____ Page extract

Income Tax Accounting Change - On March 31, 2020, the Company changed the method
of tax accounting for certain qualifying infrastructure investments at its
Peoples Natural Gas subsidiary, its largest natural gas subsidiary in
Pennsylvania. This change allows a tax deduction for qualifying utility asset
improvement costs that were formerly capitalized for tax purposes. Consistent
with the Company's accounting for differences between book and tax expenditures
for its Aqua Pennsylvania subsidiary, the Company is utilizing the flow-through
method to account for this timing difference. In addition, the Company
calculated the income tax benefits for qualifying capital expenditures made
prior to March 16, 2020 (catch-up adjustment) and has recorded a regulatory
liability for $160,655 for these income tax benefits. In August 2020, the
Company filed a petition with the Pennsylvania Public Utility Commission
proposing treatment of the catch-up adjustment. On March 11, 2021, the Company
and the statutory advocates filed a Joint Petition of Settlement (Settlement)
representing a settlement of the parties, and, on May 6, 2021, it was approved
by the Pennsylvania Public Utility Commission. The Settlement stipulates, among
other points, that the catch-up adjustment be provided to utility customers over
a five-year period, and the Company can continue to use flow-through accounting
for the current tax repair benefit until its next base rate case. The five-year
customer surcredit for the catch-up adjustment was initiated in August 2021. In
addition, consistent with the Settlement, the Company contributed $500 to a
customer-bill payment assistance program in July 2021 and in December 2021,
provided $5,000 in customer rate credit relief for past-due accounts of natural
gas customers impacted by the COVID-19 pandemic.
Growth-Through-Acquisition Strategy
Part of our strategy to meet the industry challenges is to actively explore
opportunities to expand our utility operations through acquisitions of water,
wastewater, and other utilities either in areas adjacent to our existing service
areas or in new service areas, and to explore acquiring market-based businesses
that are complementary to our regulated utility operations. To complement our
growth strategy, we routinely evaluate the operating performance of our
individual utility systems, and in instances where limited economic growth
opportunities exist or where we are unable to achieve favorable operating
results or a return on equity that we consider acceptable, we will seek to sell
the utility system and reinvest the proceeds in other utility systems.

________
____ Provided records

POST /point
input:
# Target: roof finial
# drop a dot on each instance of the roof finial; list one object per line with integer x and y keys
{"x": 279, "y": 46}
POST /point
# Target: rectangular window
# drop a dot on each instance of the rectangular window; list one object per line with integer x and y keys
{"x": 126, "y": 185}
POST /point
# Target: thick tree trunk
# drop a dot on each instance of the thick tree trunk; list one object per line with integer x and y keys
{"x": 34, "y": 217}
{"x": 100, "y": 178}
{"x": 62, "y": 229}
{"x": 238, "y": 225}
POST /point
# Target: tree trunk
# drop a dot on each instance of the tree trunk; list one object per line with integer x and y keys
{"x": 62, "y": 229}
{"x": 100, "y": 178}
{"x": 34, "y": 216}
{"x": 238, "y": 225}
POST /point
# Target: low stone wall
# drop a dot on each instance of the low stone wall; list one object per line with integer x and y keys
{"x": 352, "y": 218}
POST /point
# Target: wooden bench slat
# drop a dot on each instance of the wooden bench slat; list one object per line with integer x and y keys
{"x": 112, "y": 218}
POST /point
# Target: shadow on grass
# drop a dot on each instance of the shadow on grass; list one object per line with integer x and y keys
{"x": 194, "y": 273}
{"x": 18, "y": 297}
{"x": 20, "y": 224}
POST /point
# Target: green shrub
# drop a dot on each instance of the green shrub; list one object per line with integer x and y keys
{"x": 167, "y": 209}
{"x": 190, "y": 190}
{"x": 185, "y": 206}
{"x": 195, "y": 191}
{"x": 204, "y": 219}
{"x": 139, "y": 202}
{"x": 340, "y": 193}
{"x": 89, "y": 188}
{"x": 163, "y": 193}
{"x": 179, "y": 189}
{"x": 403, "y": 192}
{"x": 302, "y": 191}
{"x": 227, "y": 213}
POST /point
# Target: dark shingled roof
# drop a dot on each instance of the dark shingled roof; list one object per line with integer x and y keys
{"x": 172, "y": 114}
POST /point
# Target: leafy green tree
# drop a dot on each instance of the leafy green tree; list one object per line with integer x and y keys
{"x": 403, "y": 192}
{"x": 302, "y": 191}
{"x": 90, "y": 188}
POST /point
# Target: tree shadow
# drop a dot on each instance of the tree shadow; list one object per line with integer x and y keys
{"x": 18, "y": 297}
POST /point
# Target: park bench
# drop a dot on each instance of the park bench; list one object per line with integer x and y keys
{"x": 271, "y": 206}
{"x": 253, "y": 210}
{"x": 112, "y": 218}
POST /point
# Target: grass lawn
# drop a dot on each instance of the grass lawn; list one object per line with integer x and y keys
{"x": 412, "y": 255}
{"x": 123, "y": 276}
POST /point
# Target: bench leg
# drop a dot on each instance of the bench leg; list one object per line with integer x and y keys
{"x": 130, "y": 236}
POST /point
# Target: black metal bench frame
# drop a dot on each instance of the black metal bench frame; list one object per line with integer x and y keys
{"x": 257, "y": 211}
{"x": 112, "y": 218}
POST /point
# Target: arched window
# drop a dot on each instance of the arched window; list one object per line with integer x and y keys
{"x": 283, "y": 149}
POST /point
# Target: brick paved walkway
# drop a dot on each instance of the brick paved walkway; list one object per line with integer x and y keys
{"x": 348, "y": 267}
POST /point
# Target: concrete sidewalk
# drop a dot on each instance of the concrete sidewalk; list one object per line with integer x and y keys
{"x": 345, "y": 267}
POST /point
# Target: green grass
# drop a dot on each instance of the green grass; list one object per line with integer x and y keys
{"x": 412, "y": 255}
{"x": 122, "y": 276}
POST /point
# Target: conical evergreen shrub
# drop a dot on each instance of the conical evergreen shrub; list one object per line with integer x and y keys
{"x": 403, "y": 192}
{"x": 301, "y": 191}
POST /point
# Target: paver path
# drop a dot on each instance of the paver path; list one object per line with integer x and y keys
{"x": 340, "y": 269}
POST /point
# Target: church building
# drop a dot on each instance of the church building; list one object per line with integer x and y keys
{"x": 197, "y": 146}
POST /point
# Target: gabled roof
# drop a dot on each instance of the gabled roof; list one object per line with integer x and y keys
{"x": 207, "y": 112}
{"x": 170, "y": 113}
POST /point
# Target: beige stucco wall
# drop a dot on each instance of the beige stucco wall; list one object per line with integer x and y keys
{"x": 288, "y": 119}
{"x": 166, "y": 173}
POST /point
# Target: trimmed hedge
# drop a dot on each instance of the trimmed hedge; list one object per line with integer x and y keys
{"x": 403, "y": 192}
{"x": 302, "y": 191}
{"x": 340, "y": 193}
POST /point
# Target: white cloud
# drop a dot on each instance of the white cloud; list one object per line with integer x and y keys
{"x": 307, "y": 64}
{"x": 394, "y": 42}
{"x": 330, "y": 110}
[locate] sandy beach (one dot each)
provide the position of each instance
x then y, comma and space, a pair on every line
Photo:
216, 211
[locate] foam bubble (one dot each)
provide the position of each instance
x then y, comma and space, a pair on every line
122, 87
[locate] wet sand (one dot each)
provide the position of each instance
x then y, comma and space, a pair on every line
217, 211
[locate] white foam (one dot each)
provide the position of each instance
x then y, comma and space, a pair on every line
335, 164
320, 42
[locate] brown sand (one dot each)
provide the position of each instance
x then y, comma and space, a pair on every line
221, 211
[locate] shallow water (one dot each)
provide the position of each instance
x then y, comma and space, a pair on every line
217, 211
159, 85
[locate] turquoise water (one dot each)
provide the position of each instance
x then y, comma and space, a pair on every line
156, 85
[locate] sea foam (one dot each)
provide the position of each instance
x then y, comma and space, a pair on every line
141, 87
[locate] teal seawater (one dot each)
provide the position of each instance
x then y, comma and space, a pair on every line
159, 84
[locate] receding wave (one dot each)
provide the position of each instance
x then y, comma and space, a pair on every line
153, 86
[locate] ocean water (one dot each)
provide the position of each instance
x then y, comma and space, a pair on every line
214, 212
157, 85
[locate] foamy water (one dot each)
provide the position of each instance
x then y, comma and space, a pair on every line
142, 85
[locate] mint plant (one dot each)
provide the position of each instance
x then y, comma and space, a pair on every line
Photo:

________

§ **Task prompt**:
Continue the passage on the income tax accounting change and growth-through-acquisition strategy from the point where it ends.

§ **Answer for the task**:
Consistent with this strategy, we are focusing our acquisitions and resources in
states where we have critical mass of operations in an effort to achieve
economies of scale and increased efficiency. Our growth-through-acquisition
strategy allows us to operate more efficiently by sharing operating expenses
over more utility customers and provides new locations for future earnings
growth through capital investment. Another element of our growth strategy is the
consideration of opportunities to expand by acquiring other utilities, including
those that may be in a new state if they provide promising economic growth
opportunities and a return on equity that we consider acceptable. Our ability to
successfully execute this strategy historically and to meet the industry
challenges has largely been due to our core competencies, financial position,
and our qualified and trained workforce, which we strive to retain by treating
employees fairly and providing our employees with development and growth
opportunities.
On March 16, 2020, we completed the acquisition of Peoples Natural Gas (the
Peoples Gas Acquisition), which expanded the Company's regulated utility
business to include natural gas distribution, serving approximately 750,000
natural gas utility customers in western Pennsylvania, West Virginia, and
Kentucky.
During 2021, we completed two acquisitions of water and wastewater systems,
which along with the organic growth in our existing systems, represents 21,364
new customers. During 2020, in addition to the Peoples Gas Acquisition, we
completed six acquisitions of water and wastewater systems, which along with the
organic growth in our existing systems, represents 24,169 new customers. During
2019, we completed eight acquisitions, which along with the organic growth in
our existing systems, represents 21,613 new customers.
The Company currently has eight signed purchase agreements for additional water
and wastewater systems that are expected to serve approximately 235,000
equivalent retail customers or equivalent dwelling units and total
approximately $471,000 in purchase price in three of our existing states. This
includes the Company's agreement to acquire the Delaware County Regional Water
Quality Control Authority (DELCORA) for $276,500. DELCORA, a Pennsylvania sewer
authority, serves approximately 198,000 equivalent dwelling units in
the Philadelphia suburbs. Refer to Note 2 - Acquisitions in this Annual Report
for further discussion.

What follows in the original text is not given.